[Exercise requirements] Transcribe the records below from the line with "Can you find the dark" through the line with "[[301, 134], [254, 135]]", copying each line exactly and including both end lines.

§ §

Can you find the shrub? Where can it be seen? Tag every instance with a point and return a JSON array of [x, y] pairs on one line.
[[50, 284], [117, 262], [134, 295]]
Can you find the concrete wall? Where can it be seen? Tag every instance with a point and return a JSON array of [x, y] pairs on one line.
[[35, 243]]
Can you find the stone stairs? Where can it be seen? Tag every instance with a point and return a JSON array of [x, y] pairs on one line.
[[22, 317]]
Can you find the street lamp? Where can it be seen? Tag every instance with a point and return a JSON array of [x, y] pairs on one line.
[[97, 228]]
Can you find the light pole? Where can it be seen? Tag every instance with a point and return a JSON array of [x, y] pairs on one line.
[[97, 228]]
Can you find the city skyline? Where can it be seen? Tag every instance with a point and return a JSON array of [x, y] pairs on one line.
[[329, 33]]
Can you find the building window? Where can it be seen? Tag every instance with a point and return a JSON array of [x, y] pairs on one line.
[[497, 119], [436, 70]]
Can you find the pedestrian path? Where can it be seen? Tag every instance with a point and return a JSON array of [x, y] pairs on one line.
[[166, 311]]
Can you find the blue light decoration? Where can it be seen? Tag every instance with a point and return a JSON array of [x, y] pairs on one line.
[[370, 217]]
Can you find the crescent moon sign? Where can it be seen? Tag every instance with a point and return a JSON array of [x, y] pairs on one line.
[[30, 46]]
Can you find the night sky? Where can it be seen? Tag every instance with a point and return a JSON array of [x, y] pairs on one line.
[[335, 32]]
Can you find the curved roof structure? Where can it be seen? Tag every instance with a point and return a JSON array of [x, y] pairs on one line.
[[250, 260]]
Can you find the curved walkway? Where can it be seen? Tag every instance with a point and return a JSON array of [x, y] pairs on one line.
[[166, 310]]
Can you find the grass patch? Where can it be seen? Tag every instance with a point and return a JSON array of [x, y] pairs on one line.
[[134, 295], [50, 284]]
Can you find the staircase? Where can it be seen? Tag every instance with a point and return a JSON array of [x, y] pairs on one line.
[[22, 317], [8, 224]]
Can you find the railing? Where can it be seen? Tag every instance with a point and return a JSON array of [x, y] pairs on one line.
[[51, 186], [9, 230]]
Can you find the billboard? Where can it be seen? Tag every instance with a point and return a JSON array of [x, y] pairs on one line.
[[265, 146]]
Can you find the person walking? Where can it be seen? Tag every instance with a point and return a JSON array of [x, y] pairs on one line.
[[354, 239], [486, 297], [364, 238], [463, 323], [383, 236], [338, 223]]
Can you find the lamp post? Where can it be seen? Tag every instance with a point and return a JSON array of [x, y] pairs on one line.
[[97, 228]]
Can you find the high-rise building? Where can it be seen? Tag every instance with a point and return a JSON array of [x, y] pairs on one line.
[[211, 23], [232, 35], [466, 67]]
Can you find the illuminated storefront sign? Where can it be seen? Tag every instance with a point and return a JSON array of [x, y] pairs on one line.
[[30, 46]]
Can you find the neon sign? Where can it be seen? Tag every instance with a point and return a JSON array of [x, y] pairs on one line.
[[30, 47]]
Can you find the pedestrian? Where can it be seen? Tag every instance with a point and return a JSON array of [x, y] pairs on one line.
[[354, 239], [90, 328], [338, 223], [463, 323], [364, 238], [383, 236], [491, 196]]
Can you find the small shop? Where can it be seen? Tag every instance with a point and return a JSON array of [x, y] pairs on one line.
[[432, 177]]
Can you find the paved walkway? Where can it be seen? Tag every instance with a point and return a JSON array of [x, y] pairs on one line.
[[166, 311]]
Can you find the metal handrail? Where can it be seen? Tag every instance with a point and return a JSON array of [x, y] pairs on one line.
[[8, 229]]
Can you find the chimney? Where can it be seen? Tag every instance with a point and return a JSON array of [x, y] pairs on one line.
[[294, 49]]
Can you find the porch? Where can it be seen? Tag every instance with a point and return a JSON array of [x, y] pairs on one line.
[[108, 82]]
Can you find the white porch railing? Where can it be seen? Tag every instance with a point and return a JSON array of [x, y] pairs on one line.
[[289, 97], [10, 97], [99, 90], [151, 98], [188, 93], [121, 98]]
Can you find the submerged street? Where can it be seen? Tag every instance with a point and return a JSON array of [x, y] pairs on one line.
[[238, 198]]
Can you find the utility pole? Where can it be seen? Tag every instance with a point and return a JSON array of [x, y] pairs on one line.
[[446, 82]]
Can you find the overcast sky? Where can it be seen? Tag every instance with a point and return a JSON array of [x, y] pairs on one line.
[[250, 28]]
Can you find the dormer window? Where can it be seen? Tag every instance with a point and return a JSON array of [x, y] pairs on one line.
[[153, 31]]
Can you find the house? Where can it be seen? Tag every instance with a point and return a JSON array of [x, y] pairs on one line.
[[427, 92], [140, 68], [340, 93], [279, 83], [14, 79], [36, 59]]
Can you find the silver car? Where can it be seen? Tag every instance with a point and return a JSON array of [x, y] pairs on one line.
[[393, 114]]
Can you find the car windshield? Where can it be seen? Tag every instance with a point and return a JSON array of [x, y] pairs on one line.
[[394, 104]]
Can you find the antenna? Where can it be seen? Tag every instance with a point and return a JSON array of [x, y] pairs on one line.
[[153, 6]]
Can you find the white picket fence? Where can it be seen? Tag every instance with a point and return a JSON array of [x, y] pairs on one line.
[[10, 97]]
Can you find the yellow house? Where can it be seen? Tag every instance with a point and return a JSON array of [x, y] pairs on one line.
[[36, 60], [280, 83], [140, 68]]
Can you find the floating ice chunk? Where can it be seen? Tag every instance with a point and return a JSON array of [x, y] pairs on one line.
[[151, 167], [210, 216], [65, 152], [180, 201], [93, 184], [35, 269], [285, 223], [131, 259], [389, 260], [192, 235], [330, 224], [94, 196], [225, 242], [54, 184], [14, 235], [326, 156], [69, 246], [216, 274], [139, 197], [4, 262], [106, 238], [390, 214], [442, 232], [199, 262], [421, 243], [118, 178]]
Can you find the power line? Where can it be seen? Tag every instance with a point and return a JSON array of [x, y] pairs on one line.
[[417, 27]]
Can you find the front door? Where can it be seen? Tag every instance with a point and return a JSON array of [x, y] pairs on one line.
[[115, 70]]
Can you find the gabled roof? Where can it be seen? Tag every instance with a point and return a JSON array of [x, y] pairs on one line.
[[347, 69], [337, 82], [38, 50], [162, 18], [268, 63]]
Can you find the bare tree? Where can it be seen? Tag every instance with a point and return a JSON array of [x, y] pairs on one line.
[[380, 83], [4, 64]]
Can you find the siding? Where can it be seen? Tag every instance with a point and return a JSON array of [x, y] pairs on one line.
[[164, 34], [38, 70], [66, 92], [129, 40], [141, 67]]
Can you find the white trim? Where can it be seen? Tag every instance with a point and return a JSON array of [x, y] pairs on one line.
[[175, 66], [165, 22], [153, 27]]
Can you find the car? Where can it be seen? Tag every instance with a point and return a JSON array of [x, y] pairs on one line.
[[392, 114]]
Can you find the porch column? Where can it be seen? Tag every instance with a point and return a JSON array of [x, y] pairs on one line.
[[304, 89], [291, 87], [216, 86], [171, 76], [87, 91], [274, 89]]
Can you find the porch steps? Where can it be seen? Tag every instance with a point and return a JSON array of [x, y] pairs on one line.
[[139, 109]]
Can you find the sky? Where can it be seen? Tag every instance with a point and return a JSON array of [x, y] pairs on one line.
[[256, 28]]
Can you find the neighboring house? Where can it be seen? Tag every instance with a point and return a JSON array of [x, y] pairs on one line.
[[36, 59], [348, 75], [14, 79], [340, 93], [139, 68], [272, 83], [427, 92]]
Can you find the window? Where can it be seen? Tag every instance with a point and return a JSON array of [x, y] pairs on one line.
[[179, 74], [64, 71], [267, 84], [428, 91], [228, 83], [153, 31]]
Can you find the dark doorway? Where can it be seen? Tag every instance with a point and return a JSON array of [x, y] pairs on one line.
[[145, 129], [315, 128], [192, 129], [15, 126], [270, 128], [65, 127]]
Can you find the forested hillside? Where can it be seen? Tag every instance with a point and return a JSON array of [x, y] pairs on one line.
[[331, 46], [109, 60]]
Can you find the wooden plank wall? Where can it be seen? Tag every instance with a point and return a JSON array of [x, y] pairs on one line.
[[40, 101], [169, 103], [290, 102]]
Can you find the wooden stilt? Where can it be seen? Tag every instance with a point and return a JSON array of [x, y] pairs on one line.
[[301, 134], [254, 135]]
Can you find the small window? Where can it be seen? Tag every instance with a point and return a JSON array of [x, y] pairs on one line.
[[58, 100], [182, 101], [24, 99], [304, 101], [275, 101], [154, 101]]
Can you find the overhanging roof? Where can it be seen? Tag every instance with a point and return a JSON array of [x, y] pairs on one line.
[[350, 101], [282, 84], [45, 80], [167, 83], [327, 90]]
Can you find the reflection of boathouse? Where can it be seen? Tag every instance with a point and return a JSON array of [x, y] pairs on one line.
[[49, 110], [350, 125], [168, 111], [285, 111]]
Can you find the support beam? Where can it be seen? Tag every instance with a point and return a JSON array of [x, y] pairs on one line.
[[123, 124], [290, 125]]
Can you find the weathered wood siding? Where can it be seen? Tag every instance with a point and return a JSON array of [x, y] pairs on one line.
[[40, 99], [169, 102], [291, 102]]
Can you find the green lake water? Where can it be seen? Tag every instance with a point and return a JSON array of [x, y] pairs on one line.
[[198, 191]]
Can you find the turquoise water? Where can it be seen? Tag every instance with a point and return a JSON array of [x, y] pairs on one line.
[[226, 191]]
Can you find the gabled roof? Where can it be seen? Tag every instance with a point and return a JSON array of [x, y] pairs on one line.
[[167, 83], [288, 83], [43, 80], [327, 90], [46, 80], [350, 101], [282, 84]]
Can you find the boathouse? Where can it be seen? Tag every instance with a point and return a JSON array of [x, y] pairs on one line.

§ §

[Exercise answer]
Can you find the dark doorway? Where can it be seen? Tag every instance with a point and return a JSON array of [x, y] pairs on one line.
[[145, 129], [315, 128], [192, 129], [15, 126], [270, 128], [65, 127]]
Can you find the forested hillside? Where can it be seen? Tag every instance with a point and return a JSON array of [x, y] pairs on one line.
[[331, 46], [109, 60]]
Can you find the wooden plank wall? Where can it be seen? Tag every instance with a point and return a JSON array of [x, y] pairs on one line.
[[40, 101], [169, 103], [290, 102]]
Can you find the wooden stilt? Where can it be seen? Tag every instance with a point and return a JSON array of [x, y] pairs on one line.
[[301, 134], [254, 135]]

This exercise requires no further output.